— Excerpt provided —
Types of Marketing Attribution Models

It’s not always easy to know exactly how much credit for sales to assign each brand interaction. Businesses need to determine a set of consistent rules to use for comparisons. Marketers call these various types of rules marketing attribution models.

According to Neil Patel, nobody can say one particular model works best for all companies or even for all kinds of marketing campaigns. This section describes various models and provides some benefits of each one.

Last Interaction

The traditional method of only crediting the point of sale is actually a kind of marketing attribution model. It’s called the last-click or last-interaction model. In the past, when a marketing analytics agency or tracking software offered to track conversions, that’s probably the model they provided.

This method’s easy to understand and tells marketers where transactions happen.Obviously, companies can use this information to know how well a point of sale converts; however, it doesn’t tell the whole story of the buyer’s journey.

— Entries supplied —
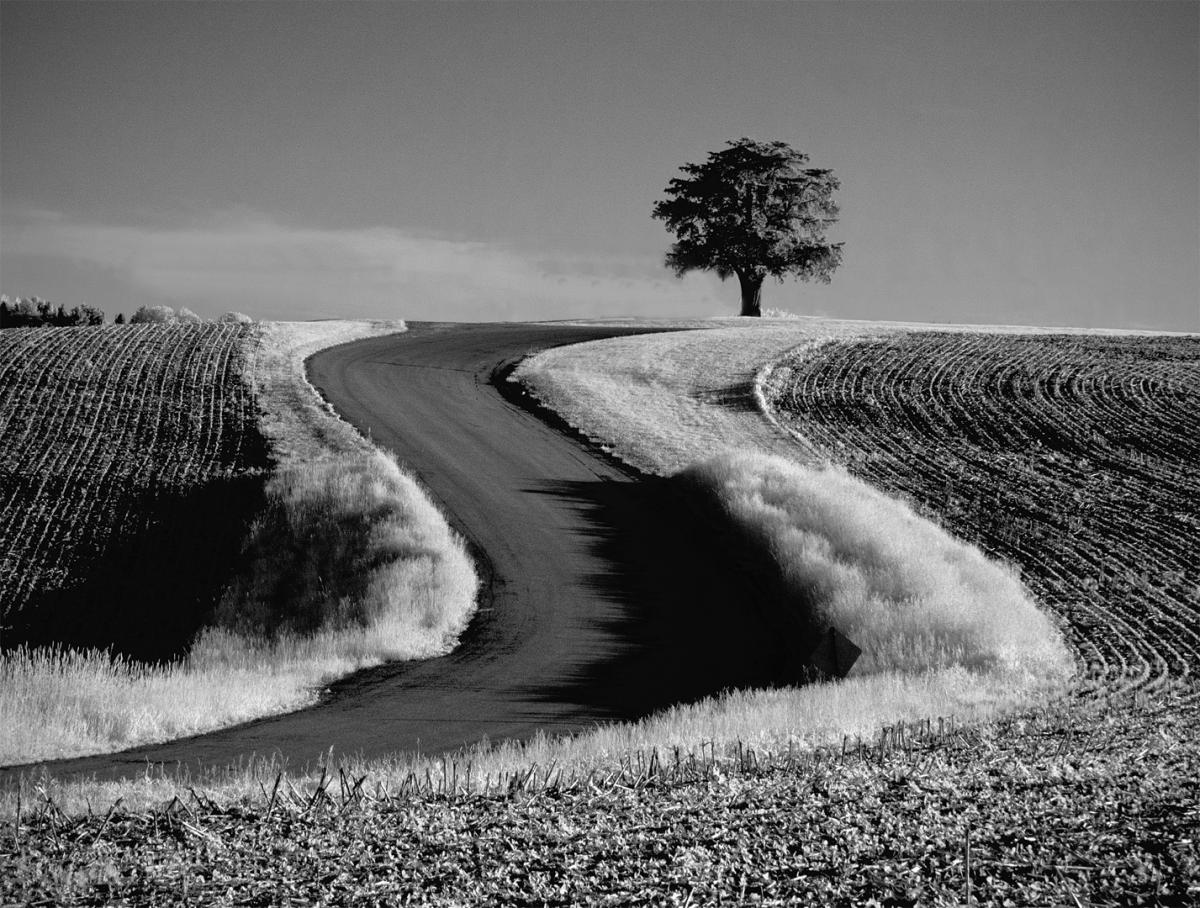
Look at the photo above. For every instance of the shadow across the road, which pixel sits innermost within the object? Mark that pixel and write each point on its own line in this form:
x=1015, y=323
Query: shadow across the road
x=696, y=608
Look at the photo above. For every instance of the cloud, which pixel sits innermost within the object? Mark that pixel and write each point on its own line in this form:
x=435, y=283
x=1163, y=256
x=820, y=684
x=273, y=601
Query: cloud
x=246, y=260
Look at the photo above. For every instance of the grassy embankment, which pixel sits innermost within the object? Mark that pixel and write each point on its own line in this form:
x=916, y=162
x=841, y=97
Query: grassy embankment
x=947, y=633
x=348, y=565
x=1091, y=799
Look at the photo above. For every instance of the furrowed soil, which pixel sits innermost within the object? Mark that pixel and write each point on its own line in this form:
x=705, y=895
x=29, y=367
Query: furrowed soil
x=131, y=464
x=1083, y=804
x=1074, y=458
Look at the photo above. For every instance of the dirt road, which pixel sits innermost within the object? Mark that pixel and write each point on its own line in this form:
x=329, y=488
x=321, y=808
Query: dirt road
x=600, y=597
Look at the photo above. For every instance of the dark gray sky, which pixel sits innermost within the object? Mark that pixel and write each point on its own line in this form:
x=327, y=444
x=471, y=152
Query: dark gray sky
x=1001, y=162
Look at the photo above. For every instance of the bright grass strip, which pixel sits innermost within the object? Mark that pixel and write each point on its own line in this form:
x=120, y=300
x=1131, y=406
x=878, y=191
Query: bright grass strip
x=910, y=595
x=417, y=601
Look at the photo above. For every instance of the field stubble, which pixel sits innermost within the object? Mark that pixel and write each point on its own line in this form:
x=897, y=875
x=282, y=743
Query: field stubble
x=1071, y=457
x=105, y=424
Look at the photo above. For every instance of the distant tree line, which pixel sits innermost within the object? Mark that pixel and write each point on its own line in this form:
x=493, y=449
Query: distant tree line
x=35, y=312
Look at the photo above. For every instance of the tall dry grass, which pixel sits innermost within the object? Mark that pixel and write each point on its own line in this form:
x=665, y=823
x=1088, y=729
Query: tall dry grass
x=349, y=565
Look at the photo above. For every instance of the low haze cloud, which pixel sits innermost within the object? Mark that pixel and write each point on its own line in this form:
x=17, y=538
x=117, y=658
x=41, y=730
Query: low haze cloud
x=250, y=262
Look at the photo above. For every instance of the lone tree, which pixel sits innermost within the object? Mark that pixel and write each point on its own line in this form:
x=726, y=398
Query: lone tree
x=753, y=209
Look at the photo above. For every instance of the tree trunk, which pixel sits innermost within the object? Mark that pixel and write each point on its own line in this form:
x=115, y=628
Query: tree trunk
x=751, y=294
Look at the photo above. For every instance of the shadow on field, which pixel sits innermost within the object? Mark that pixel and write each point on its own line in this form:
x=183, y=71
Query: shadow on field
x=149, y=590
x=696, y=607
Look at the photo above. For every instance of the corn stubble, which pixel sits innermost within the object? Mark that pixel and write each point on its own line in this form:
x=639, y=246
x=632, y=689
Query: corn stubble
x=102, y=424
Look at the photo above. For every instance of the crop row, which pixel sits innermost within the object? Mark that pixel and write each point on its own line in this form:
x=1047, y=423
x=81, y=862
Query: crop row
x=99, y=426
x=1073, y=457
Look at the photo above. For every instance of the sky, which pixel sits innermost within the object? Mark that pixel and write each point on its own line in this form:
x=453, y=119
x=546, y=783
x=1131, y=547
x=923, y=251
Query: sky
x=1030, y=163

— Problems to work on —
[a] What other name does the excerpt on marketing attribution models give for the last-click model?
[b] Copy the passage from the excerpt on marketing attribution models word for word, beginning at the words "Types of Marketing" and stopping after "model they provided.".

— Solutions to the tasks —
[a] The last-interaction model.

[b]
Types of Marketing Attribution Models

It’s not always easy to know exactly how much credit for sales to assign each brand interaction. Businesses need to determine a set of consistent rules to use for comparisons. Marketers call these various types of rules marketing attribution models.

According to Neil Patel, nobody can say one particular model works best for all companies or even for all kinds of marketing campaigns. This section describes various models and provides some benefits of each one.

Last Interaction

The traditional method of only crediting the point of sale is actually a kind of marketing attribution model. It’s called the last-click or last-interaction model. In the past, when a marketing analytics agency or tracking software offered to track conversions, that’s probably the model they provided.